◆ **TASK A**: In the book review, how would you condense the paragraph beginning "There are some pretty clever means" into a single sentence that keeps its main facts?
◆ **TASK B**: Rewrite the book review's passage beginning at the words "To top it all" and ending after "as a whole.", with "tournament" changed to "competition".
◆ **TASK C**: Do these statements agree with the book review? Answer yes or no for each, quoting the deciding words. (i) Fearghus Academy students may take part in the Tournament in Naomh. (ii) The reviewer considers Precarious Gems the strongest volume in the series. (iii) Fearghus wins the competition.

◆ **QUOTED PASSAGE**:
───

Another school year is in the air in Domhan and this year coincides with the Magic Research and Cooperation Triennial Tournament. Good news, Fearghus Academy students are permitted to participate in the Tournament in nearby Naomh. They have to use their magical abilities of Water, Fire, Air, Earth, Ice, and others against students from other schools. So in other words, it's something like Hogwarts' Triwizard Tournament combined with a human Pokemon battle.

To top it all off, sworn enemy Alptraum Engel is still around and is ready to take her villainous act on the road to fight those meddling kids. Just as big as the athletic tournament and the ever present threat of Engel, is the romantic lives of these kids who are starting to view their classmates as more than friends. 


Because I am not fond of books or episodes where most of the action is an athletic tournament, I find Precarious Gems to be the weakest volume in the series. However, it is the weakest volume in an outstanding series so the weakness isn't very much and Fearghus Academy is still strongly recommended as a whole.


The Tournament sections are interesting especially for those who like athletic competitions or magical duels. The characters often have to use their intelligence as well as their skill sets to best their opponents. A Water Mage Vs. A Fire Mage or Ice Vs. Fire is easy enough to figure out. But what sparks could fly in a Fire Vs. Fire battle (pun not intended)? What would result in Light Vs. Earth besides a scorching summer day? What powers are those in Other and how can one compete with a rival who has powers that they don't know about? 


There are some pretty clever means that Team Fearghus uses to defend themselves like building an ice wall or creating a bright light to throw their opponent off kilter. But a little of the competition goes a long way and ends surprisingly anticlimactic when unforeseen circumstances force Fearghus to withdraw from the competition.

───

[Position annotation records]
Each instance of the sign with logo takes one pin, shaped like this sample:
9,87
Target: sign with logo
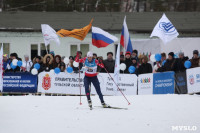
126,82
145,84
66,83
180,83
20,82
193,80
163,83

───

◆ **OUTPUT A**: Team Fearghus defends itself in clever ways, such as building an ice wall or making a bright light to throw an opponent off kilter, but a little of the competition goes a long way, and it ends anticlimactically when unforeseen circumstances force Fearghus to withdraw.

◆ **OUTPUT B**:
To top it all off, sworn enemy Alptraum Engel is still around and is ready to take her villainous act on the road to fight those meddling kids. Just as big as the athletic competition and the ever present threat of Engel, is the romantic lives of these kids who are starting to view their classmates as more than friends. 


Because I am not fond of books or episodes where most of the action is an athletic competition, I find Precarious Gems to be the weakest volume in the series. However, it is the weakest volume in an outstanding series so the weakness isn't very much and Fearghus Academy is still strongly recommended as a whole.

◆ **OUTPUT C**:
(i) Yes: "Fearghus Academy students are permitted to participate in the Tournament in nearby Naomh."
(ii) No: "I find Precarious Gems to be the weakest volume in the series."
(iii) No: "unforeseen circumstances force Fearghus to withdraw from the competition."